Entries for pointing and labeling

+++

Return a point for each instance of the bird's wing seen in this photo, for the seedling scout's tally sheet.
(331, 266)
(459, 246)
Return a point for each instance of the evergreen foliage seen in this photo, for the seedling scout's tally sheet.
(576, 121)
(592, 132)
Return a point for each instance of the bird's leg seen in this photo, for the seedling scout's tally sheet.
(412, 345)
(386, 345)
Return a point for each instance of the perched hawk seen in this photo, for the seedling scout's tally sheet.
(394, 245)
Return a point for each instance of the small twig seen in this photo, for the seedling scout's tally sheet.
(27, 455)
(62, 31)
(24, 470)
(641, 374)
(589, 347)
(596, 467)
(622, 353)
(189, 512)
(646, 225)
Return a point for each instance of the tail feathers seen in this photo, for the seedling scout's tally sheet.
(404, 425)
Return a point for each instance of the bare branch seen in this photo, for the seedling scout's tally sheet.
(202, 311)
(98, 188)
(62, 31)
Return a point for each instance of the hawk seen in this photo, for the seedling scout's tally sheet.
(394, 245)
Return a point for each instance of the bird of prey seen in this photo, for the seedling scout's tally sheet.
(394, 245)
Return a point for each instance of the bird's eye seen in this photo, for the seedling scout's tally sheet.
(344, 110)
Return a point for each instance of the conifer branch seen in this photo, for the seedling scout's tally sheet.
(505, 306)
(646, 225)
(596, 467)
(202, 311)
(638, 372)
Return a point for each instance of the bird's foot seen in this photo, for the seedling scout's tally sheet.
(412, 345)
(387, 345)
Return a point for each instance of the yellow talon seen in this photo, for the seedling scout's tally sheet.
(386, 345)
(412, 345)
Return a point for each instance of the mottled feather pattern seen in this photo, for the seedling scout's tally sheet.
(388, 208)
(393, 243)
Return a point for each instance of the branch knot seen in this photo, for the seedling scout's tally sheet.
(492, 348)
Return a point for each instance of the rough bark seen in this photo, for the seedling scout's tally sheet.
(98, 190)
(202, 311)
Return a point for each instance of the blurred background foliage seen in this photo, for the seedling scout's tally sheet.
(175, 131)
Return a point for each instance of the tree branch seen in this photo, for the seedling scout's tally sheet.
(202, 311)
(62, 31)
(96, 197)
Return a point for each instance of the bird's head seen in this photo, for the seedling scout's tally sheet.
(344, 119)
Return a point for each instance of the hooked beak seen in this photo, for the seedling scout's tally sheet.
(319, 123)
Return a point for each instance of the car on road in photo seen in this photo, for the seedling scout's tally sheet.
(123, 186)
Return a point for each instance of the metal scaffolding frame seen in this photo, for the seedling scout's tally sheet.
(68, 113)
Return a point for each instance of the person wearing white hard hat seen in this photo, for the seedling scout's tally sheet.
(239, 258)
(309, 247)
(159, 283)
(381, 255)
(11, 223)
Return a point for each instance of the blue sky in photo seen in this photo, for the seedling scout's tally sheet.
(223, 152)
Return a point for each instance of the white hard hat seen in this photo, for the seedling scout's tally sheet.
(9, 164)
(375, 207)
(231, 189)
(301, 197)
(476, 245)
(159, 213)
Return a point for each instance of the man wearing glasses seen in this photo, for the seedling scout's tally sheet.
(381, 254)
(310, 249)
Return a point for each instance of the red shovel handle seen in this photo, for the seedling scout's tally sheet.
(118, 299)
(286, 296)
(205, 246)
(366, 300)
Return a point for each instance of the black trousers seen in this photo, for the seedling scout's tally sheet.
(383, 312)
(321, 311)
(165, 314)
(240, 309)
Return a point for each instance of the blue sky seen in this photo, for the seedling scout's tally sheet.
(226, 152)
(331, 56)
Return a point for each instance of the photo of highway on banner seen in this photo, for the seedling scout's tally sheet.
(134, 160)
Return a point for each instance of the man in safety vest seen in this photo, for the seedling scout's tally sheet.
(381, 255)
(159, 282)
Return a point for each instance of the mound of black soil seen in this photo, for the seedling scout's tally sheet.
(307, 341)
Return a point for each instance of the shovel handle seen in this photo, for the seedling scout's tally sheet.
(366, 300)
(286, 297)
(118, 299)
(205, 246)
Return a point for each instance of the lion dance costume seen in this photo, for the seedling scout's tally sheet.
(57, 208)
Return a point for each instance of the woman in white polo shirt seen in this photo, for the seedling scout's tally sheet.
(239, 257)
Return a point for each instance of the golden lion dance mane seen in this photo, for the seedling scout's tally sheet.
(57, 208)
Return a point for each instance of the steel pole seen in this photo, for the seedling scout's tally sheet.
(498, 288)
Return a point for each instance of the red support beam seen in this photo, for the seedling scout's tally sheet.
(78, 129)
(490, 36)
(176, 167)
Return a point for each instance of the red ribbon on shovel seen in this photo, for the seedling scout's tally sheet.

+++

- _Work to be completed_
Update every item by replacing "tally sheet" with "count log". Keep all other text unchanged.

- _Task answer_
Return a point for each instance of the bird's wing seen in this photo, for the seedling scout's count log.
(331, 266)
(459, 246)
Return a point for each instance of the evergreen foliage seen in this photo, for the seedling scout's count log.
(576, 121)
(592, 132)
Return a point for each instance of the bird's leg seen in this photo, for the seedling scout's count log.
(412, 345)
(386, 345)
Return a point for each instance of the perched hawk seen in this photo, for the seedling scout's count log.
(394, 245)
Return a point for each instance of the small twig seen in this photo, for the seedling scout's count log.
(27, 455)
(62, 31)
(24, 470)
(641, 374)
(589, 347)
(596, 467)
(622, 353)
(189, 512)
(646, 225)
Return a point for each instance of the tail feathers seen in this photo, for the seedling scout's count log.
(404, 425)
Return a point for each instance of the bare branch seen in this photo, for the seedling scout's count log.
(202, 311)
(98, 188)
(62, 31)
Return a point for each instance of the hawk seen in this photo, for the seedling scout's count log.
(394, 245)
Return a point for each instance of the bird of prey seen in this photo, for the seedling scout's count log.
(394, 245)
Return a point for each instance of the bird's eye seen in this photo, for the seedling scout's count log.
(344, 110)
Return a point for each instance of the conifer branch seen in this photo, for the seedling scout's count log.
(505, 306)
(646, 225)
(596, 467)
(202, 311)
(638, 372)
Return a point for each instance of the bird's foot seen in this photo, for the seedling scout's count log.
(412, 345)
(387, 345)
Return a point for each instance of the yellow talon seen in this photo, for the seedling scout's count log.
(386, 345)
(412, 345)
Return a point for each instance of the mottled feather pattern seen in this photo, for the seedling scout's count log.
(388, 208)
(393, 243)
Return a point for each instance of the branch knot seen in this photo, for the seedling scout's count log.
(492, 348)
Return a point for each instance of the rough bark seen in this photo, for the seedling scout's count log.
(98, 190)
(202, 311)
Return a point for each instance of the blurred background foliage seen in this photo, for the seedling scout's count log.
(175, 131)
Return a point for each instance of the tree branch seen in this photo, for the seedling scout's count log.
(202, 311)
(62, 31)
(96, 197)
Return a point for each instance of the bird's head seen in this photo, for the seedling scout's count log.
(344, 119)
Return a point for each instance of the hooked beak seen in this photo, for the seedling scout's count log.
(319, 123)
Return a point for each instance of the car on road in photo seen in this photo, for the seedling scout's count log.
(123, 186)
Return a point for each instance of the metal scaffolding frame seen in this photo, for the seedling scout's count log.
(68, 113)
Return a point for each instance of the person wearing white hard hat seen in this photo, for the seedling scout's count log.
(239, 258)
(309, 247)
(159, 283)
(381, 255)
(11, 223)
Return a point for each instance of the blue sky in photo seen in this photo, for the seedling scout's count log.
(223, 152)
Return a point for each instance of the white hard hat seen in this photo, for the seedling scout's count log.
(9, 164)
(375, 207)
(231, 189)
(301, 197)
(476, 245)
(159, 213)
Return a point for each instance of the man wearing glasses seen in this photo, for the seedling scout's count log.
(381, 254)
(310, 249)
Return a point for each instance of the red shovel handle seen in this photo, for the seedling scout's count log.
(118, 299)
(286, 296)
(205, 246)
(366, 300)
Return a point for each instance of the black trousers seen in this photo, for the seedling scout's count log.
(383, 312)
(321, 311)
(165, 314)
(240, 309)
Return a point for each instance of the blue sky seen in this photo, for the seedling scout's count log.
(226, 152)
(331, 56)
Return a point for each instance of the photo of highway on banner seen in this photo, for the seedling scout's count log.
(134, 160)
Return a point for each instance of the man in safety vest seen in this photo, for the seedling scout's count log.
(381, 255)
(159, 282)
Return a point for each instance of the mound of black soil seen in this photo, for the seedling scout's count log.
(307, 341)
Return a point for each instance of the shovel handle seen in this photo, for the seedling scout's count log.
(366, 300)
(286, 297)
(118, 299)
(205, 246)
Return a point for each instance of the lion dance costume seen in this photo, for the seedling scout's count log.
(57, 208)
Return a point for each instance of the woman in white polo shirt seen in this photo, for the seedling scout's count log.
(239, 257)
Return a point for each instance of the golden lion dance mane seen in this photo, for the seedling scout's count log.
(57, 208)
Return a point for each instance of the steel pole seen in this photo, for the seedling scout's count log.
(498, 288)
Return a point for each instance of the red support beam seen in this photo, for the seedling scout's count log.
(78, 129)
(490, 36)
(176, 167)
Return a point for each instance of the red ribbon on shovel seen in this photo, for the seedling scout's count log.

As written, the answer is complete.